= Provided text =
<<<<
Two very unpopular faces in OKC right now.
Two very unpopular faces in OKC right now.
Kelley L Cox-USA TODAY Sports

The Thunder are 1-4 over their last 5 and have fallen one game below .500. This has sent many fans into panic mode, calling for the firing of Coach Brooks or even GM Sam Presti. I think both actions are absolutely absurd and rash. They're not the people to blame, and neither are our stars.

Stay the course. At least, when it comes to the Thunder's management and big four.

It helps when you think of things from a broader perspective. Consider these points:

  • The Thunder have played 14 games without Durant or Westbrook. In those games, they are 4-10.
  • The Thunder have played 10 games without just Durant. In those games, they are 4-6.
  • The Thunder have played 22 games with both Durant and Westbrook. In those games, they are 14-8.
  • Of the 22 games that Durant and Westbrook have played in, 15 have come on the road.
  • The combined winning percentage of the 22 teams Durant and Westbrook have faced is .544.
  • Durant is playing through injury and has had to play in 5 less minutes of each game on average. That's huge, considering his per-36 minute numbers are on par with his career averages.
>>>>
= Collected material =
<<<<
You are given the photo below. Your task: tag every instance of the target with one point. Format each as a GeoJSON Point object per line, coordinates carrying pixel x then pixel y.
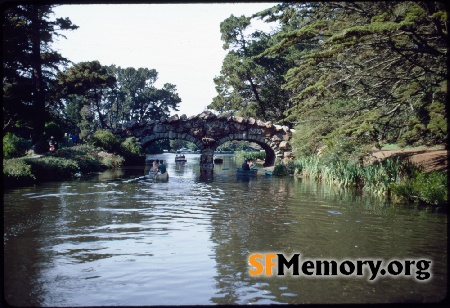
>>>>
= Tasks to perform =
A: Can you quote the Thunder piece word for word, starting at "Stay the course." and ending at "on the road."?
B: Does each statement below agree with the Thunder piece? Answer yes or no for each and quote the deciding words. (i) The Thunder have a 4-10 record in the games played without Durant or Westbrook. (ii) Most of the 22 games featuring both Durant and Westbrook were played at home. (iii) The writer supports firing Coach Brooks.

= Answers in order =
A:
Stay the course. At least, when it comes to the Thunder's management and big four.

It helps when you think of things from a broader perspective. Consider these points:

  • The Thunder have played 14 games without Durant or Westbrook. In those games, they are 4-10.
  • The Thunder have played 10 games without just Durant. In those games, they are 4-6.
  • The Thunder have played 22 games with both Durant and Westbrook. In those games, they are 14-8.
  • Of the 22 games that Durant and Westbrook have played in, 15 have come on the road.

B:
(i) Yes: "The Thunder have played 14 games without Durant or Westbrook. In those games, they are 4-10."
(ii) No: "Of the 22 games that Durant and Westbrook have played in, 15 have come on the road."
(iii) No: "I think both actions are absolutely absurd and rash."